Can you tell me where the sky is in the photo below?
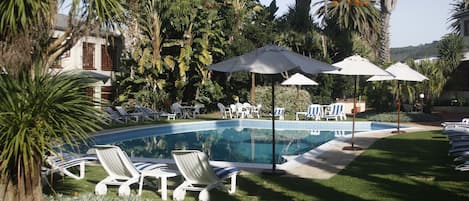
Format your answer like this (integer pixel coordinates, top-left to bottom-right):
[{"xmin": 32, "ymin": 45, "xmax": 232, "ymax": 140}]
[{"xmin": 259, "ymin": 0, "xmax": 454, "ymax": 48}]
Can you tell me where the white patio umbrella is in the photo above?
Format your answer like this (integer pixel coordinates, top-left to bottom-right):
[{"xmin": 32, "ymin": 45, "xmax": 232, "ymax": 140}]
[
  {"xmin": 281, "ymin": 73, "xmax": 318, "ymax": 111},
  {"xmin": 209, "ymin": 45, "xmax": 337, "ymax": 174},
  {"xmin": 367, "ymin": 62, "xmax": 428, "ymax": 133},
  {"xmin": 324, "ymin": 55, "xmax": 391, "ymax": 151}
]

* _Problem details_: Quote only the lines from the line containing "Can you tell me where the white" through the end of the listing, please, keeping both the first and the last line.

* _Answer space_:
Can you tell me where the white patio umbrella is in the photo above?
Format your answer like this (integer pixel coordinates, top-left to bottom-right):
[{"xmin": 32, "ymin": 45, "xmax": 232, "ymax": 140}]
[
  {"xmin": 281, "ymin": 73, "xmax": 318, "ymax": 111},
  {"xmin": 209, "ymin": 45, "xmax": 337, "ymax": 174},
  {"xmin": 367, "ymin": 62, "xmax": 428, "ymax": 133},
  {"xmin": 324, "ymin": 55, "xmax": 391, "ymax": 151}
]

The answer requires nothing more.